Arbeitsanweisung a - Gib aus dem Forenthread zu Risen 2 einen Abschnitt wortgetreu wieder. Beginne bei den Worten "# Risen 2: DLCs" und höre nach "der Forenregeln moderiert." auf.

# Risen 2: DLCs zum Rollenspiel angeblich per einfachen Konsolen-Befehlen zugänglich



## FrankMoers (5. Mai 2012)

Jetzt ist Deine Meinung zu *Risen 2: DLCs zum Rollenspiel angeblich per einfachen Konsolen-Befehlen zugänglich* gefragt. 


				Bitte beachtet: Der Kommentarbereich wird gemäß der Forenregeln moderiert.





			Dieser Inhalt steht nur eingeloggten Mitgliedern zur Verfügung.
        

 Zum Artikel: Risen 2: DLCs zum Rollenspiel angeblich per einfachen Konsolen-Befehlen zugänglich


----------



## khaalan (5. Mai 2012)

"Eine entsprechende Anleitung oder Verlinkungen zu den besagten Webseiten sparen wir uns natürlich an dieser Stelle."

Arbeitsanweisung b - Wie viele Zeilen der Auflistung enthalten das Wort "grassy"? Nenne nur die Zahl.

[Gespeicherte Einträge aus einer Sammlung]
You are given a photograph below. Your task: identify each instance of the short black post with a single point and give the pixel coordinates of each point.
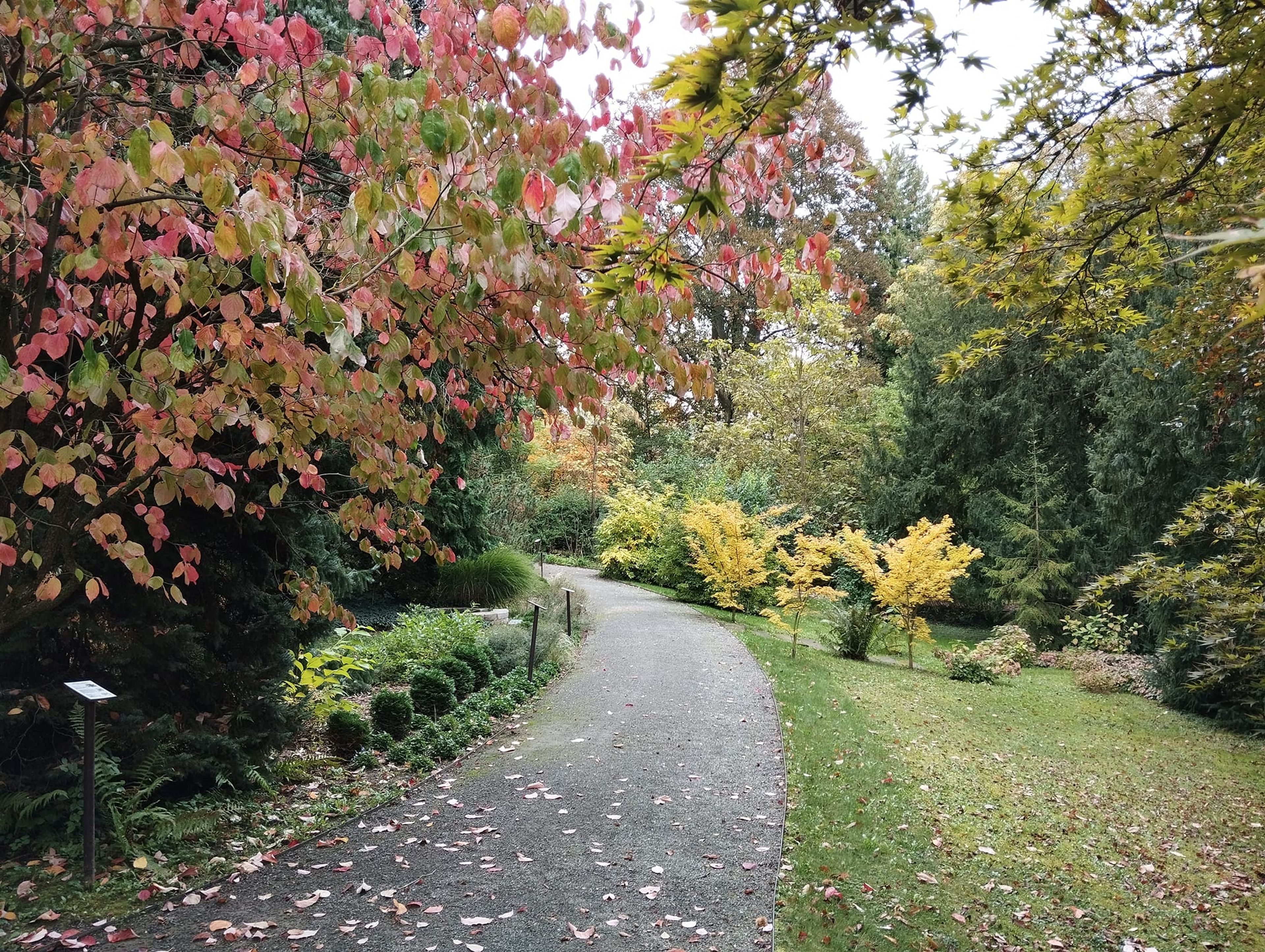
(90, 693)
(532, 652)
(89, 792)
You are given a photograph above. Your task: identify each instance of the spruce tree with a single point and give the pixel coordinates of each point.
(1034, 582)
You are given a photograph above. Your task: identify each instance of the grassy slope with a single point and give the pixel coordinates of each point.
(1109, 817)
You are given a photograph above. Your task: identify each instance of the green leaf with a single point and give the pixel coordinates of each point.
(138, 152)
(89, 375)
(435, 131)
(509, 186)
(183, 352)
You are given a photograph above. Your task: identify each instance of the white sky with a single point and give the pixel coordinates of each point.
(1010, 36)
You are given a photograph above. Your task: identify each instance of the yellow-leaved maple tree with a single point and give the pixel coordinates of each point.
(730, 548)
(806, 580)
(913, 572)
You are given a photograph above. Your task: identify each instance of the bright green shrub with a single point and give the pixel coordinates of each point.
(433, 692)
(853, 626)
(495, 578)
(565, 521)
(456, 729)
(391, 712)
(347, 731)
(965, 668)
(418, 754)
(477, 722)
(398, 754)
(631, 531)
(419, 637)
(1011, 641)
(474, 655)
(980, 664)
(1101, 633)
(500, 706)
(461, 673)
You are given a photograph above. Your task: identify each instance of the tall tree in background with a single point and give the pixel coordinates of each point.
(1031, 576)
(904, 202)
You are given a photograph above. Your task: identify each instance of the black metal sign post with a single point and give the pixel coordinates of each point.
(532, 652)
(90, 693)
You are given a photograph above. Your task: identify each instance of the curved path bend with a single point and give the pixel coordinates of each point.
(638, 807)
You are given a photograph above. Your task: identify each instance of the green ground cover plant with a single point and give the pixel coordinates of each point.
(930, 813)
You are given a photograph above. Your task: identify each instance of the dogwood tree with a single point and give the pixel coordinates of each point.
(226, 247)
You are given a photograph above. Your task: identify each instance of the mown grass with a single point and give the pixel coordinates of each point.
(1107, 818)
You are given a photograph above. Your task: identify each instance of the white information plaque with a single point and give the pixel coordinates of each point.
(90, 691)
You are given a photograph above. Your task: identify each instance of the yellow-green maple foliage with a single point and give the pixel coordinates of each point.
(911, 572)
(806, 580)
(730, 549)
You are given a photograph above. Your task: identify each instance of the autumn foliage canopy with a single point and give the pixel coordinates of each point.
(227, 247)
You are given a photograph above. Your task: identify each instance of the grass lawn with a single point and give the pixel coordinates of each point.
(932, 815)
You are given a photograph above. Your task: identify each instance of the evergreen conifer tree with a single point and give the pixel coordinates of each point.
(1034, 581)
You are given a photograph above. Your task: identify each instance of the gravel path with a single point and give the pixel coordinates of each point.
(639, 807)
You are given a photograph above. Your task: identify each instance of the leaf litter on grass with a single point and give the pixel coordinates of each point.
(928, 811)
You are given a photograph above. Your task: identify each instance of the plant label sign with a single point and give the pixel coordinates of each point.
(90, 691)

Vollständige Lösung a -
# Risen 2: DLCs zum Rollenspiel angeblich per einfachen Konsolen-Befehlen zugänglich



## FrankMoers (5. Mai 2012)

Jetzt ist Deine Meinung zu *Risen 2: DLCs zum Rollenspiel angeblich per einfachen Konsolen-Befehlen zugänglich* gefragt. 


				Bitte beachtet: Der Kommentarbereich wird gemäß der Forenregeln moderiert.

Vollständige Lösung b - 1